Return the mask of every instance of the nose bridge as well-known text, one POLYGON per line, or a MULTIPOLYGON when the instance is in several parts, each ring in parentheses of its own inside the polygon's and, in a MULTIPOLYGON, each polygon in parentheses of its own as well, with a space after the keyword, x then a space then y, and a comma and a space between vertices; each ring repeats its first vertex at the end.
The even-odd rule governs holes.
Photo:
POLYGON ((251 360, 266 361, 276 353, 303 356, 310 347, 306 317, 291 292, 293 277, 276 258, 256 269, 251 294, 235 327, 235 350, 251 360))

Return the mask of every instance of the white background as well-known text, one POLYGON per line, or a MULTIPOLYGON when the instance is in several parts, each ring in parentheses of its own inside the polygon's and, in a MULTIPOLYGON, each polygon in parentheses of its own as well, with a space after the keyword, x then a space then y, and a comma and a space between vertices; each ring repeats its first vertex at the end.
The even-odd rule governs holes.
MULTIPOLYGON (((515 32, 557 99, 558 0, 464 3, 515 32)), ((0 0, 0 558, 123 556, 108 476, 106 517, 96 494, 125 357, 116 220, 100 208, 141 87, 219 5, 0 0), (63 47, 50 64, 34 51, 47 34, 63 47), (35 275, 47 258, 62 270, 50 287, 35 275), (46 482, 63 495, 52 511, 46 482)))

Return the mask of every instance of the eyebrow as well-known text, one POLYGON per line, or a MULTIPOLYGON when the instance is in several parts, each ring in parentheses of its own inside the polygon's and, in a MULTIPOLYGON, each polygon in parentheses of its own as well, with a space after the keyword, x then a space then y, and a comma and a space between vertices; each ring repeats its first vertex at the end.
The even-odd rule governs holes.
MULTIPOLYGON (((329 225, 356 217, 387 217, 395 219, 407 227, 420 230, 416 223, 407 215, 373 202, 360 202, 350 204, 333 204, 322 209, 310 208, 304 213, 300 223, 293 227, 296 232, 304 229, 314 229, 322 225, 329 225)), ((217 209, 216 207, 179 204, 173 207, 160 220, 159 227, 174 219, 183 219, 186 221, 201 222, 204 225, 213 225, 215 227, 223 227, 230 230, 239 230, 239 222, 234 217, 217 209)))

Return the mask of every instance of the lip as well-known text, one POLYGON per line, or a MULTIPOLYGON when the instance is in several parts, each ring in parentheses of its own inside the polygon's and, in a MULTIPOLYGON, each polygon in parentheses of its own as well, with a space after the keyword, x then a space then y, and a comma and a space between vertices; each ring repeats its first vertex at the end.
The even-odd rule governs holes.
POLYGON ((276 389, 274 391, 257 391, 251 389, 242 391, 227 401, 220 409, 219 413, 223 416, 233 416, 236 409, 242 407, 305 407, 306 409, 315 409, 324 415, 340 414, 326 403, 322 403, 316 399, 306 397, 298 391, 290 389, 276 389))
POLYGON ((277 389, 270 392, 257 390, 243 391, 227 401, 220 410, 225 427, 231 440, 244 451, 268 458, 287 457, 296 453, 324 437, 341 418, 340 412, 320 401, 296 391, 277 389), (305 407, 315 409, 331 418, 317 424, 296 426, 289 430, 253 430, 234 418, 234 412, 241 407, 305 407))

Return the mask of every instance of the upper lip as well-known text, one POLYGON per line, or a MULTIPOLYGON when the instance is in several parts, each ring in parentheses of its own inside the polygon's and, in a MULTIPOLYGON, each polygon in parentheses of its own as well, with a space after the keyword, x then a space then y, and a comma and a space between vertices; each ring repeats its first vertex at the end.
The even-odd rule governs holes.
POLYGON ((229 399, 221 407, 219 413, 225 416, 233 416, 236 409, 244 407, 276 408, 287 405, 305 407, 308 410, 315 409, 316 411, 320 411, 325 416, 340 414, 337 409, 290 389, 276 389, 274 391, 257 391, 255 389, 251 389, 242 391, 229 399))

* * *

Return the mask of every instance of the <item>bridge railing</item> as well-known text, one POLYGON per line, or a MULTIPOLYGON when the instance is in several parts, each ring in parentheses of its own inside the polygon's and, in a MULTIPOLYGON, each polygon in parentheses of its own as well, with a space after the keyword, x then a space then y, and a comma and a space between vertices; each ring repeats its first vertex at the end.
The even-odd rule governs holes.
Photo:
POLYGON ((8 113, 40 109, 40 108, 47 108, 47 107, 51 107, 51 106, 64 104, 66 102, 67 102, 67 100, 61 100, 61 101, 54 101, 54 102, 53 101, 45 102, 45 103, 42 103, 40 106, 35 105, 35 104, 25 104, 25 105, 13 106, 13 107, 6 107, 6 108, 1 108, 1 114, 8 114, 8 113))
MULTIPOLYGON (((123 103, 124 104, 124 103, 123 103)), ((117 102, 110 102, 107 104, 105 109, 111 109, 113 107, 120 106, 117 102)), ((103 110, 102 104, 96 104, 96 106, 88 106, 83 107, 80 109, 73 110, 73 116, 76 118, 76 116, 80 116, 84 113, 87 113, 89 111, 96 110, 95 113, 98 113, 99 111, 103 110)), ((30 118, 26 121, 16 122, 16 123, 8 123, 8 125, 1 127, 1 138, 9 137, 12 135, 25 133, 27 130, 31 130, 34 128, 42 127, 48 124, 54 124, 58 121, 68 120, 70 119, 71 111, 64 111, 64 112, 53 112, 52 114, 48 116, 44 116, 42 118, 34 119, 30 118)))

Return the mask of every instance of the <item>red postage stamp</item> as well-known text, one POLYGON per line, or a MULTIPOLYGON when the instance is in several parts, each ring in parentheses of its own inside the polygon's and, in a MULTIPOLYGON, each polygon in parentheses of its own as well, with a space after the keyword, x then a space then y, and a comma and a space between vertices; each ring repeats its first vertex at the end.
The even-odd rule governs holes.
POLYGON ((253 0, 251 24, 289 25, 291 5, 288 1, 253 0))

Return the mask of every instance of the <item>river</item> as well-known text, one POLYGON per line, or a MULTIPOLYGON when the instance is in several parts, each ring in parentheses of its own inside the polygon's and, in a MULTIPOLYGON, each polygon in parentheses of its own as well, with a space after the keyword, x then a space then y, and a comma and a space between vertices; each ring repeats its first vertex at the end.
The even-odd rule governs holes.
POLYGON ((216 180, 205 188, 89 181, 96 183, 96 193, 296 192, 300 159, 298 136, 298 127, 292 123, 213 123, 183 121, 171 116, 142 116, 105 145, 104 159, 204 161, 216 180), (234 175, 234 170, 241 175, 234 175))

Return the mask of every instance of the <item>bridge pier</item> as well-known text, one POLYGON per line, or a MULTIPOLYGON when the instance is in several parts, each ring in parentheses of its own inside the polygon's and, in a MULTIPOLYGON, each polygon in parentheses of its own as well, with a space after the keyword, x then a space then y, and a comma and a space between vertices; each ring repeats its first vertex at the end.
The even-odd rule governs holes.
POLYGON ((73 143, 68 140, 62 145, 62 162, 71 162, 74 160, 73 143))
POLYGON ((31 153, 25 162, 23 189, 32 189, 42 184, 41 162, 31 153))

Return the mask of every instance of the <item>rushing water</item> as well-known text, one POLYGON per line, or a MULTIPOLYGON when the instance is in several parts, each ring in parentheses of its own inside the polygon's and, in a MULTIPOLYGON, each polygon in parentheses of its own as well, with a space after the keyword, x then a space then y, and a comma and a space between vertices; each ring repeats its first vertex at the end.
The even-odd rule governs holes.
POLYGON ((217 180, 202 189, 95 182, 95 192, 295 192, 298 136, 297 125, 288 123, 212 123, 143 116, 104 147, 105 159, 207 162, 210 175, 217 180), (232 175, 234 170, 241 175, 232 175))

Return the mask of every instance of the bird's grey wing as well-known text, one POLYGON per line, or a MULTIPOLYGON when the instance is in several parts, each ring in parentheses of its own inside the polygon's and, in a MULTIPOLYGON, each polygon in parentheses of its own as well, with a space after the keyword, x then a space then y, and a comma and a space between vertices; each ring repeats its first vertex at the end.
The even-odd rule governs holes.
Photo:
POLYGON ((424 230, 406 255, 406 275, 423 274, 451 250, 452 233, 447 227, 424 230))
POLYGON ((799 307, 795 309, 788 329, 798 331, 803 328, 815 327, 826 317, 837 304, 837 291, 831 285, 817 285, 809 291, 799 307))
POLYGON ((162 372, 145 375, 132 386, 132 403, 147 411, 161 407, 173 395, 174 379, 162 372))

* * *

Print everything in the records above from the line containing "Return the mask of every instance of the <item>red" down to the line containing "POLYGON ((253 0, 251", including both of those lines. Keep every character the same.

Return the mask of every instance of the <item>red postage stamp</item> as well-known text, one POLYGON per line, or a MULTIPOLYGON when the instance is in several parts, each ring in parentheses of its own inside the polygon's and, in a MULTIPOLYGON, each polygon in parentheses of its own as well, with a space after the keyword, x then a space then y, and a comma and a space between vertices; each ring repeats its first vertex at the end.
The even-odd rule governs holes.
POLYGON ((253 0, 251 24, 289 25, 291 5, 288 1, 253 0))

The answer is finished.